▸ **EXERCISE OBJECTIVE**:
Output the lines of the items below verbatim, leaving out the pictures.

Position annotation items
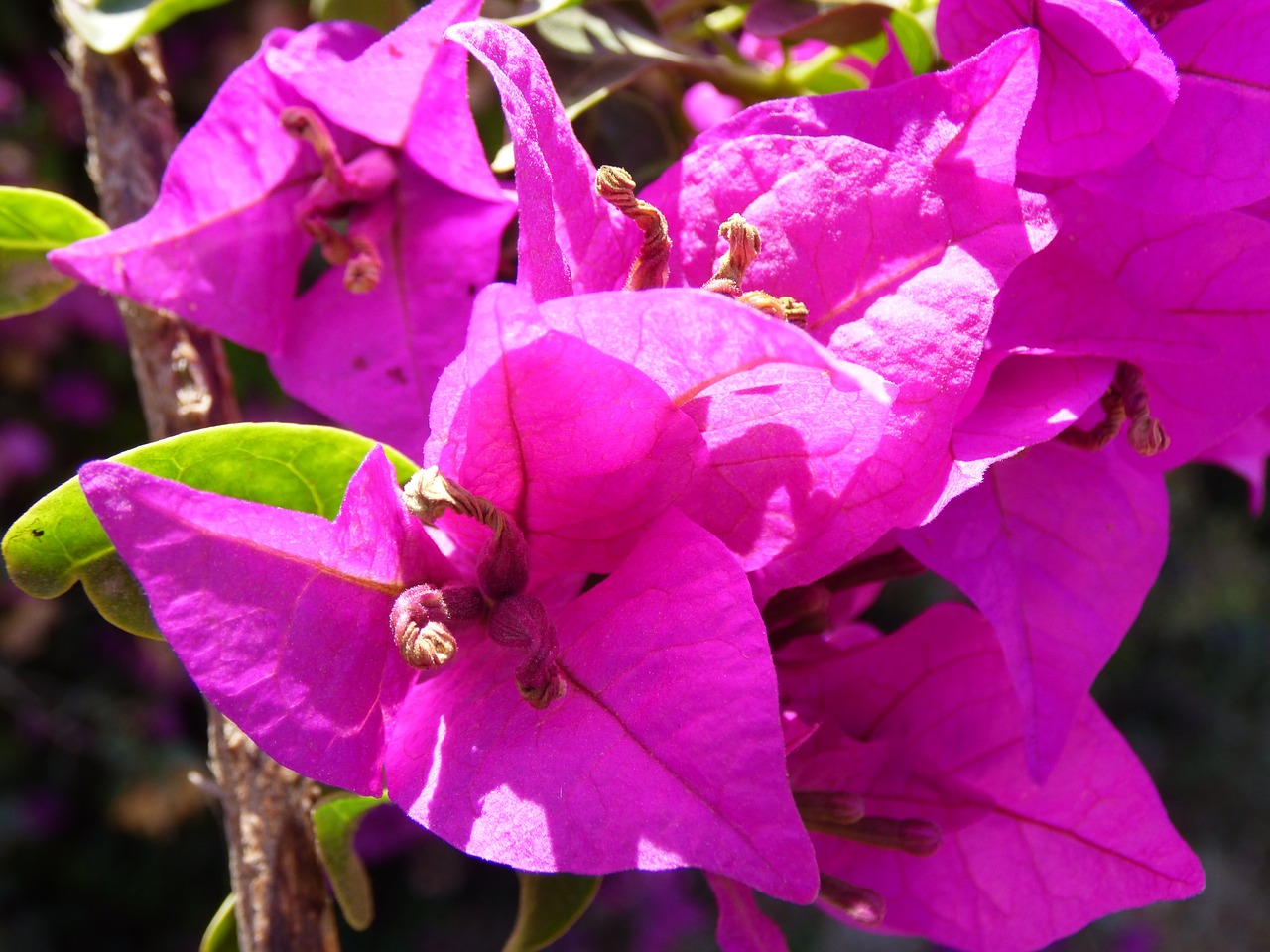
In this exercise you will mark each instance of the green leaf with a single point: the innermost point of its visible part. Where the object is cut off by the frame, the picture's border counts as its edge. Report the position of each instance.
(550, 904)
(59, 540)
(545, 8)
(913, 40)
(381, 14)
(111, 26)
(221, 933)
(33, 223)
(335, 820)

▸ **TASK RESULT**:
In this exercise you will mark each instance of the green leaf with a single point: the innermost point of its visible part. Where the object is cut off by the frame, the picture's border counts as its edge. Report the position of each instance.
(550, 904)
(59, 540)
(545, 8)
(913, 40)
(381, 14)
(111, 26)
(221, 933)
(33, 223)
(335, 820)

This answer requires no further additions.